READING TEXT
** BEGIN **
With a new Downton Abbey movie out, it’s really time we rewatch Gosford Park, which also featured Ivor Novello as a character. Stephen Tennant is mainly shown wearing colorful scarves, but after visiting his wiki page, I resent the movie not mentioning that Tennant’s stepdad Lord Grey was a bird lover whose older brother was the namesake for Earl Grey tea. Sassoon’s son George taking an interest in UFOs in the 1970’s and writing “The Radio Hacker’s Codebook” in the 90’s are just more reasons this movie needs a sequel – all these would’ve been cooler codas than Sassoon aging into Peter Capaldi, converting to catholicism in the 1960’s and being horrible to family and friends.

My first movie at the Landmark Midtown Art since Portrait of a Lady on Fire in early 2020. Glad to see some things haven’t changed (audio bleed through thin walls, indifferent projection quality) and some things have (they’ve stopped labeling which movie is on which screen, the lobby seems more haunted).

Camille is home during WWI waiting for her man, and when he sends a letter telling her to stop writing, she cuts her hair short and sneaks out of town, hoping to blend in with soldiers while tracking him down. She joins an increasingly suspicious troop company – turns out they’re deserters heading to the Belgian border, and they have a habit of pulling out makeshift instruments and singing a continuing song about a blind girl. The men get sick and fall in holes and hide in caves, she helps by killing a lookout guard, she admits her name is Camille but they continue thinking she’s a boy, somehow.

I was right to think this would pair well with A Very Long Engagement. She is Sylvie Testud (in Vengeance, stars in La Captive) and her man, who appears at the end, is Guillaume Depardieu (the same year he was very good in Don’t Touch the Axe). A European Barn Owl can be seen – and heard – towards the end, which gains the movie an automatic half star, but it doesn’t need to kiss up to me with owls, I was already charmed. On letterboxd it looks like nobody loved this, so now I guess I’ve gotta see his other features, which nobody also loved.
** END **
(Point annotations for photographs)
** BEGIN **
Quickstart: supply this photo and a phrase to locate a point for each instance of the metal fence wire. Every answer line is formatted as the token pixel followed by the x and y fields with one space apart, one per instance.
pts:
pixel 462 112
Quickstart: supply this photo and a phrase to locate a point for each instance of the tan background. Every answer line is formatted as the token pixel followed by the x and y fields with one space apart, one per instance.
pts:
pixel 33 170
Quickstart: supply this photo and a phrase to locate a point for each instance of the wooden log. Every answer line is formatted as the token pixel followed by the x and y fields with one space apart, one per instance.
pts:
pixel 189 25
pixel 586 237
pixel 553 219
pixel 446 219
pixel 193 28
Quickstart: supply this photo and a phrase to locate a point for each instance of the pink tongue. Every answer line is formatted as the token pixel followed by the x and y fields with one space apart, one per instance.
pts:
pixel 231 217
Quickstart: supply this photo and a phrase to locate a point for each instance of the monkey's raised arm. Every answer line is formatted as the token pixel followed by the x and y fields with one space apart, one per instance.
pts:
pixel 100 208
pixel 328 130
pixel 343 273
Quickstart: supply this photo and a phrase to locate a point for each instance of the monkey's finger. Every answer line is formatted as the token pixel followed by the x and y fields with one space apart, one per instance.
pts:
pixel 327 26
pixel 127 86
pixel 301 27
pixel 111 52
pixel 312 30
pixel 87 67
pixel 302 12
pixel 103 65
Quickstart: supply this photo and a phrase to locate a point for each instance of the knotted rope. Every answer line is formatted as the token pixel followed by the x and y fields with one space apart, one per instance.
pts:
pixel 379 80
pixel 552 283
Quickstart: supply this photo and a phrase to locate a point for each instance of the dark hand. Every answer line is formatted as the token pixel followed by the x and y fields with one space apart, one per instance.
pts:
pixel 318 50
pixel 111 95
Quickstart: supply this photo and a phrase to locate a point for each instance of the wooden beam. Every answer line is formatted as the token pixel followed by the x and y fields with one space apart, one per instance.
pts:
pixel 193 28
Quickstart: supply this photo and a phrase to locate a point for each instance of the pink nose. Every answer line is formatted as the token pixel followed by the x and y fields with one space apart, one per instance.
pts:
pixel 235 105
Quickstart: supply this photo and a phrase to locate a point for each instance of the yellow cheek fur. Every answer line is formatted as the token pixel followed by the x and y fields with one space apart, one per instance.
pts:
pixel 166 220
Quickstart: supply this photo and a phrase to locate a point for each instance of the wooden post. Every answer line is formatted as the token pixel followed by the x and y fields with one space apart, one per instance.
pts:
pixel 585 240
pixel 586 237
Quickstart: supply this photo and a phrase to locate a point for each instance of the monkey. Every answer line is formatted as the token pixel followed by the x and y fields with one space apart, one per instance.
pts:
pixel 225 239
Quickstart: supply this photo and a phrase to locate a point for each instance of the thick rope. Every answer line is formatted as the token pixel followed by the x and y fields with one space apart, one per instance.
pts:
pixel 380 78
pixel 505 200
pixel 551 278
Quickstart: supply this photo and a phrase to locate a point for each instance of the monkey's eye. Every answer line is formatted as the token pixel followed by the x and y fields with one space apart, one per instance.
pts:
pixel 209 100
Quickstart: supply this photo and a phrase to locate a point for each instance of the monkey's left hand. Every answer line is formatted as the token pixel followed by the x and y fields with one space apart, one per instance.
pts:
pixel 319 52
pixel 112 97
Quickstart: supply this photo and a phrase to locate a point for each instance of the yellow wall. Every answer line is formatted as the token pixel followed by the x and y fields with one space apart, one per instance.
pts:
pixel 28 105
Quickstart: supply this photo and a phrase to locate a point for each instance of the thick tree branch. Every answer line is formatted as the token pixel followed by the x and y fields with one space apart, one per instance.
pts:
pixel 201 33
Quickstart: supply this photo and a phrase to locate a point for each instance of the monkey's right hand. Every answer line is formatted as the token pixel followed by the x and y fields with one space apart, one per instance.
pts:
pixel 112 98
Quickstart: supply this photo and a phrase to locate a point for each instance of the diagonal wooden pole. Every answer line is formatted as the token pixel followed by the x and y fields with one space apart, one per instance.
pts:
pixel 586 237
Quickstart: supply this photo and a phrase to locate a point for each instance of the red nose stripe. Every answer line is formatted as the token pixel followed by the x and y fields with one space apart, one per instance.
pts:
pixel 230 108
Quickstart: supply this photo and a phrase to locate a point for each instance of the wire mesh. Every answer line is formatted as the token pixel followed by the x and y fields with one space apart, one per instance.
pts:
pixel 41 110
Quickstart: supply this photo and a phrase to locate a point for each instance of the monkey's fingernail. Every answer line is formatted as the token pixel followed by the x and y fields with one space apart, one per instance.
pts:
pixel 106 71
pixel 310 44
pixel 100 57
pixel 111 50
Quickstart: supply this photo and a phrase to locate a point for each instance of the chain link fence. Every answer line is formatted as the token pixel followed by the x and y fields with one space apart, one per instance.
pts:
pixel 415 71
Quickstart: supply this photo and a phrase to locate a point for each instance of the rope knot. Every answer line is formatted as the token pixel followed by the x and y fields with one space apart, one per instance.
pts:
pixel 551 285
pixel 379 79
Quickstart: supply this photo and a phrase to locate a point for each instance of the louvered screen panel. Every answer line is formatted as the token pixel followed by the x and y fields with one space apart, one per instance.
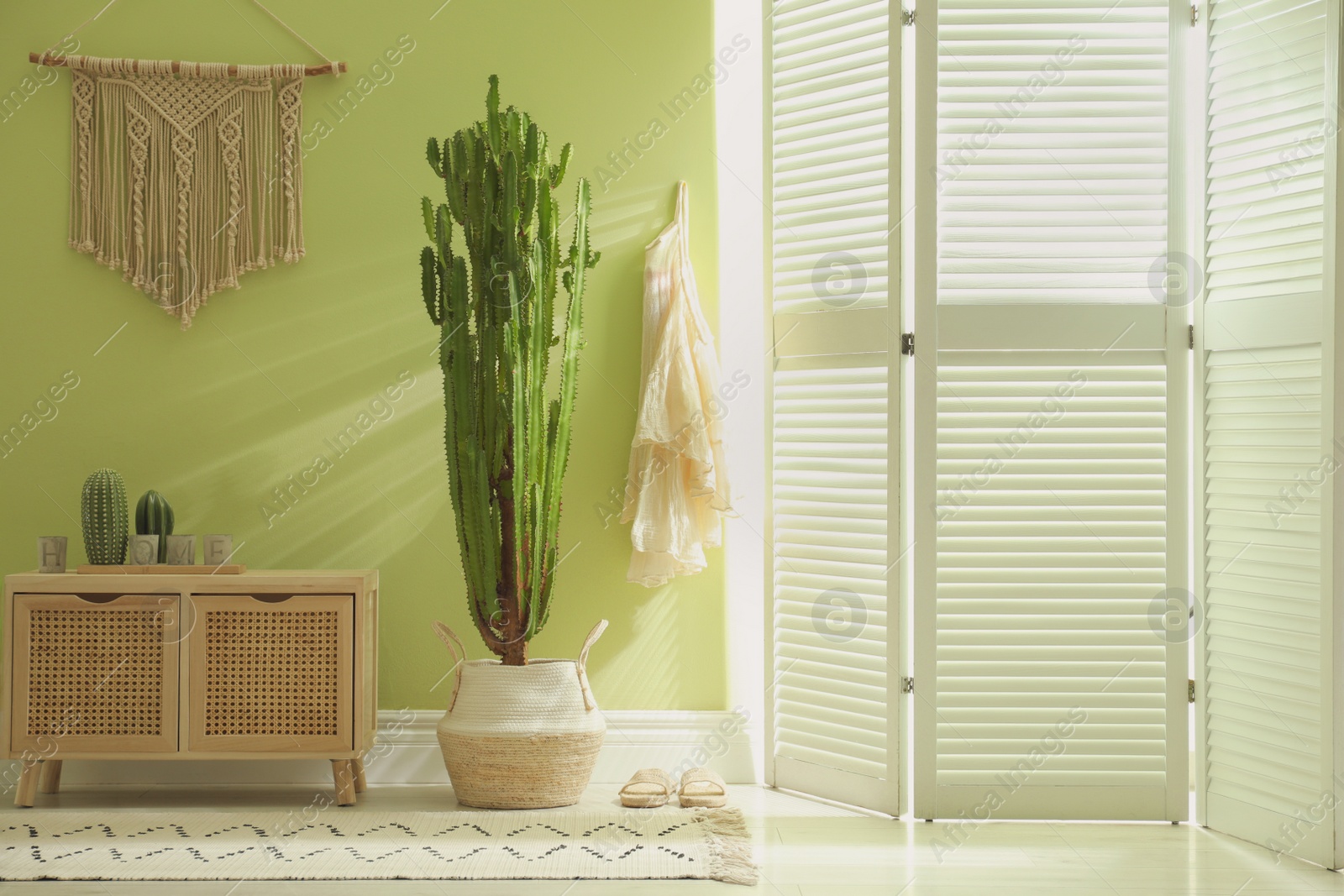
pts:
pixel 1052 550
pixel 1267 143
pixel 831 510
pixel 1052 150
pixel 1263 577
pixel 831 128
pixel 833 143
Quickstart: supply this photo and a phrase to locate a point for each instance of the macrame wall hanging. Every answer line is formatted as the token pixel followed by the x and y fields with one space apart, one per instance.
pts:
pixel 186 175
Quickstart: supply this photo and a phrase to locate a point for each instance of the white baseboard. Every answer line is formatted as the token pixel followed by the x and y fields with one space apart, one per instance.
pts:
pixel 407 754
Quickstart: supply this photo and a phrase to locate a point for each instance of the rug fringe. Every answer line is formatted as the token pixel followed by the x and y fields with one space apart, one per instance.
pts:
pixel 730 846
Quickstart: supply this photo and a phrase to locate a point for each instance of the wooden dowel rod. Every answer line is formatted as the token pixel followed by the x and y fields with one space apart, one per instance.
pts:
pixel 326 69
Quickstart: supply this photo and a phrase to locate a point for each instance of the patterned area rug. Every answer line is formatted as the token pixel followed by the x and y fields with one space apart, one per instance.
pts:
pixel 612 844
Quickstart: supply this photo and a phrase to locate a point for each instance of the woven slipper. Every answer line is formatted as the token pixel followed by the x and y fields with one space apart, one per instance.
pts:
pixel 702 789
pixel 647 789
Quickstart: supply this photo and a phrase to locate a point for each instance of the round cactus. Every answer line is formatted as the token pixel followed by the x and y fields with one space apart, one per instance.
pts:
pixel 102 512
pixel 154 516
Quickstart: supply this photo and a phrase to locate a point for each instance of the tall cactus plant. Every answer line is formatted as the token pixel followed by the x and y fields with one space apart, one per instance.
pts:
pixel 507 437
pixel 104 517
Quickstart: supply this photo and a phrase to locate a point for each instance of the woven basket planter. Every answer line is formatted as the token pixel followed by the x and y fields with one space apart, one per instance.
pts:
pixel 521 736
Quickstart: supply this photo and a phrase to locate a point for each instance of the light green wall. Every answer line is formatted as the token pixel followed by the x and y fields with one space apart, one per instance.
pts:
pixel 218 416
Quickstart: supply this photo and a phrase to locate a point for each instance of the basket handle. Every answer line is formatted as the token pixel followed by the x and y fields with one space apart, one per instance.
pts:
pixel 457 652
pixel 589 701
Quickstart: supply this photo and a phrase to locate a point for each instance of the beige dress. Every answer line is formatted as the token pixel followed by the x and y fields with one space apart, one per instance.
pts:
pixel 678 486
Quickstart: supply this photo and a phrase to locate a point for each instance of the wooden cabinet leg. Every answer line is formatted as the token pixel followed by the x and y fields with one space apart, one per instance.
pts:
pixel 343 773
pixel 360 785
pixel 27 789
pixel 50 779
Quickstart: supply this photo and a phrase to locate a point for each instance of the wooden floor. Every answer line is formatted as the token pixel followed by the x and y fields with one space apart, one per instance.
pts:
pixel 806 849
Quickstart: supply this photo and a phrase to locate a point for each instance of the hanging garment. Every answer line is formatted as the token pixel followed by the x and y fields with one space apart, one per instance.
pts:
pixel 678 488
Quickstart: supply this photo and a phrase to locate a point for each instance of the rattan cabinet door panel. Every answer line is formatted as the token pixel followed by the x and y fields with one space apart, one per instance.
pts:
pixel 94 674
pixel 270 673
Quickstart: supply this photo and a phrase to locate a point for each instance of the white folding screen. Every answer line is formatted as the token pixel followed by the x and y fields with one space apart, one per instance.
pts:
pixel 833 664
pixel 1268 459
pixel 1048 407
pixel 1057 262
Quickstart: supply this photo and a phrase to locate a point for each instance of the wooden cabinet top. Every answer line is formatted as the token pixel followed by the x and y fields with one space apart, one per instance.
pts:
pixel 270 580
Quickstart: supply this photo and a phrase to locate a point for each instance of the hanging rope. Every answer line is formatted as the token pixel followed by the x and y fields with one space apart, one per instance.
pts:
pixel 299 36
pixel 331 66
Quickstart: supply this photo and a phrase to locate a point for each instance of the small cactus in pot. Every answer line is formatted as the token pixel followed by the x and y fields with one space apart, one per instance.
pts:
pixel 104 517
pixel 154 516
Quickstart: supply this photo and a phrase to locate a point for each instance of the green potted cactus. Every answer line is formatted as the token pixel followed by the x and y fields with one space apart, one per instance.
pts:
pixel 104 517
pixel 491 278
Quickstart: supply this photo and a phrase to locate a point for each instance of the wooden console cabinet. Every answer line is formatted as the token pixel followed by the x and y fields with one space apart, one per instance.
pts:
pixel 264 665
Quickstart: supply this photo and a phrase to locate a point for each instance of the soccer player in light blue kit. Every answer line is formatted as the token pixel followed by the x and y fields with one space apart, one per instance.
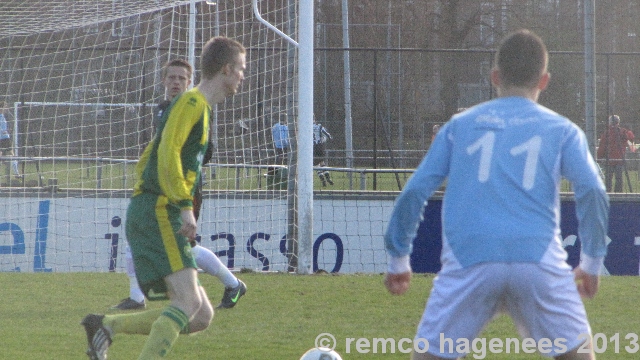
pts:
pixel 502 249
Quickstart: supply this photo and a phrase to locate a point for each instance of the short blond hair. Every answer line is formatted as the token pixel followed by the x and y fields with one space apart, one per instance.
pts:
pixel 218 52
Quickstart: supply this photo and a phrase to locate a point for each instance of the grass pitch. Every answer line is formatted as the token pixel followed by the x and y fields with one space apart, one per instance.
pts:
pixel 279 317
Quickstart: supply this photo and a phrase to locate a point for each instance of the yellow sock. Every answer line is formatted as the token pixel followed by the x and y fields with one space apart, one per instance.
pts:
pixel 164 332
pixel 133 323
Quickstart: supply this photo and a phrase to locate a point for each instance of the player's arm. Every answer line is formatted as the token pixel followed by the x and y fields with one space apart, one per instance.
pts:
pixel 176 183
pixel 592 202
pixel 142 164
pixel 408 211
pixel 324 130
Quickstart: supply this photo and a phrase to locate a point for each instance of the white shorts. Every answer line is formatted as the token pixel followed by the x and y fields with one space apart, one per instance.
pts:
pixel 542 300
** END **
REQUESTS
[A] In the film notes, what was Lord Grey's older brother the namesake for?
[B] Write out the stretch of the film notes from "I was right" through "nobody also loved.".
[C] Extend the film notes, picking up after their final sentence.

RESPONSES TO THE EXERCISE
[A] Earl Grey tea.

[B]
I was right to think this would pair well with A Very Long Engagement. She is Sylvie Testud (in Vengeance, stars in La Captive) and her man, who appears at the end, is Guillaume Depardieu (the same year he was very good in Don’t Touch the Axe). A European Barn Owl can be seen – and heard – towards the end, which gains the movie an automatic half star, but it doesn’t need to kiss up to me with owls, I was already charmed. On letterboxd it looks like nobody loved this, so now I guess I’ve gotta see his other features, which nobody also loved.

[C]
This was the end of a successful Cannes Fortnight, in which I watched a bunch of movies I’d never seen by directors who had new work premiering at Cannes: Serge Bozon, the Dardennes, Claire Denis, Hlynur Pálmason, Cristian Mungiu, George Miller, Sergei Loznitsa, Jerzy Skolimowski, and David Cronenberg.

First movie watched in 2022. I’d seen this before, but ages ago. Opens with voiceover and archival footage of mustacheless Chaplin directing. He makes fun of Edna, then introduces three classic shorts with new music.


A Dog’s Life (1918)

The Tramp kicks some cops’ asses, and fails to land a job. He gets robbed in a bar, and the proprietor responds by throwing him out – so much injustice in this movie. The bit with sausage-seller Syd is real good, as is the thief-puppeteering of Albert Austin.


Soldier Arms (1918)

He’s actually a war hero in this one, until it turns out to all have been a dream while exhausted during basic training, but for a while there Charlie had his own Inglorious Basterds, capturing the Kaiser along with a mustachioed Edna.

In disguise:


The Pilgrim (1923)

Plays the same cowboy song thrice – again he’s sort of a hero, again with a sort-of downer ending, the bet-hedging version of the better previous film. CC’s a prisoner on the run, stealing an Edward Norton-looking chaplain’s clothes. He gets the hell out of town, and the place where he lands was expecting a new minister, so he’s given lodging with a family with lovely daughter Edna. Runtime is padded when a horrible family comes to visit. More coincidences, sure why not, CC’s ex cellmate is in town and recognizes him, and Edna’s mom keeps a large amount of cash laying around. Criminal CC preventing his own partner in crime from robbing the girls he likes, somewhat ripped from His Regeneration in the Essanay days.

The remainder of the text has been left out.